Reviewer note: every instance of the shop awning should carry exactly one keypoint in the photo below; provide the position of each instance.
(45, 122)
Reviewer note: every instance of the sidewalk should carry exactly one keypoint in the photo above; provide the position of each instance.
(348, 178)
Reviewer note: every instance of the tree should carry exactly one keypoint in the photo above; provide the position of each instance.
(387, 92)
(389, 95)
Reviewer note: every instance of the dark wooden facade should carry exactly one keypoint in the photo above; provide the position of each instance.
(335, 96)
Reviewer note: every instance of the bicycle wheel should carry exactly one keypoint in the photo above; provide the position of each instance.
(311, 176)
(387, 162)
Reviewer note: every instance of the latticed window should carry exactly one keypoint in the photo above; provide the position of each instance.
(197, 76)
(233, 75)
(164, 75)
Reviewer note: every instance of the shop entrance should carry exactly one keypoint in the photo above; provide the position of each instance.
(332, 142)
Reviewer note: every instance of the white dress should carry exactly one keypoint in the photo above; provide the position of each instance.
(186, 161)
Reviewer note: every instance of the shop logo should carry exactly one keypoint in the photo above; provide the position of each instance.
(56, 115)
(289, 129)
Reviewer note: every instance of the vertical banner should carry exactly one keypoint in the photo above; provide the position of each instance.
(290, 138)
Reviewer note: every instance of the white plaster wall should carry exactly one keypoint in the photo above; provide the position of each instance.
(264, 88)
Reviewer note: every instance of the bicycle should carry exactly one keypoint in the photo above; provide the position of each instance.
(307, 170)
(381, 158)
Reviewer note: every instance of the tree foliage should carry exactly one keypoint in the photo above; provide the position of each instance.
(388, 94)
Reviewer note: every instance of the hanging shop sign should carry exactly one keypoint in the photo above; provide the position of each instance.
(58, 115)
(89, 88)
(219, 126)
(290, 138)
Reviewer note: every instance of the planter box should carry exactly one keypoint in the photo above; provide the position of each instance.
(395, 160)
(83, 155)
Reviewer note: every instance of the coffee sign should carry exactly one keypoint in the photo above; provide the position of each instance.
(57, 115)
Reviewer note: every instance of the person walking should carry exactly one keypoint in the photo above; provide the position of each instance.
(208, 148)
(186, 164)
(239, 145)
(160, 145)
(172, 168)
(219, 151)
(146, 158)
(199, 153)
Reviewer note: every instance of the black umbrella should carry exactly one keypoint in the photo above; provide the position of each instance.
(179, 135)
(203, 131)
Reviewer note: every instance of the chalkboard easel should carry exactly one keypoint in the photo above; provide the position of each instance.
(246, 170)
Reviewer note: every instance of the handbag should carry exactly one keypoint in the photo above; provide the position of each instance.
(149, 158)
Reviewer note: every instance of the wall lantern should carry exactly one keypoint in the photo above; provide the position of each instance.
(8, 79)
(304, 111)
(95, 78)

┄┄┄┄┄┄┄┄┄┄┄┄┄┄┄┄┄┄┄┄

◆ WHAT YOU WILL DO ◆
Write out all of the records exactly as they stand above.

◆ RESULT BELOW ◆
Reviewer note: every instance of the shop awning should carry exactly one keypoint in the photo below; provide the position of each instance.
(45, 122)
Reviewer note: every instance of the sidewalk should carry exactly one keypoint in the photo above; provide the position of each instance.
(348, 178)
Reviewer note: every instance of the tree should carry exactly one keypoint in the photo above; provide the position of each instance.
(387, 92)
(389, 95)
Reviewer note: every instance of the dark wooden facade should carry exactly one keypoint in the photo above; provide the position of each instance.
(335, 96)
Reviewer note: every instance of the bicycle wheel should carry exactly one keypoint in the photo above; provide the position of each instance.
(311, 176)
(387, 162)
Reviewer note: every instance of the latticed window should carry exactly one keypoint in the photo above; provide the position of each instance.
(197, 76)
(233, 75)
(164, 75)
Reviewer note: every instance of the shop entrance should carry exactly one keypoint in the photo above; provide the position of each instance.
(332, 142)
Reviewer note: every instance of the white dress should carry exactly one keypoint in the photo above; provide the position of each instance.
(186, 161)
Reviewer note: every instance of the shop logo should carry exactly one keypoint in the photo above; provide the position of each instance.
(56, 115)
(289, 129)
Reviewer note: every instance of the vertical banner should carry exactly one keypoint in the photo above; provide the position of each instance.
(290, 138)
Reviewer note: every instance of the white plaster wall should carry exactly one keypoint in the photo above; provide the position of each instance.
(264, 88)
Reviewer note: every instance of the bicycle should carry exactly one keypoint in the photo above; provide the position of each instance.
(307, 170)
(381, 158)
Reviewer note: every instance of the tree foliage should carry exactly one keypoint in the photo above; provide the position of each instance.
(388, 94)
Reviewer note: every instance of the hanging shop sign should carry exactly one keypoint in the photo above; provide the position of each instance.
(58, 115)
(89, 88)
(219, 126)
(290, 138)
Reviewer note: every instance of the planter box should carry exactly one keypoint in the photo above; provide the position of each instance.
(395, 160)
(83, 155)
Reviewer note: every instance of the coffee sign should carry exactly one keypoint in the photo above; provide the position of each instance.
(57, 115)
Reviewer note: every instance of the person walking should carry exactly one keypoint in the photo above; provide the position of each instance.
(208, 148)
(186, 164)
(239, 145)
(160, 145)
(172, 168)
(219, 151)
(146, 158)
(199, 153)
Reviewer note: every instance of the black umbrella should carry exactly one keypoint in the photo above; provide the position of each instance.
(179, 135)
(203, 131)
Reviewer note: every instance of the chalkboard easel should carry exactly one keypoint in the photo above; provide the position of each instance.
(246, 170)
Reviewer note: every instance of the handbag should carry exactly one keypoint in the photo above; provide the position of each instance.
(149, 158)
Reviewer note: every instance of the wall lantern should carry exactly one keypoint in the photo above; provide the position of each instance.
(8, 79)
(304, 111)
(95, 78)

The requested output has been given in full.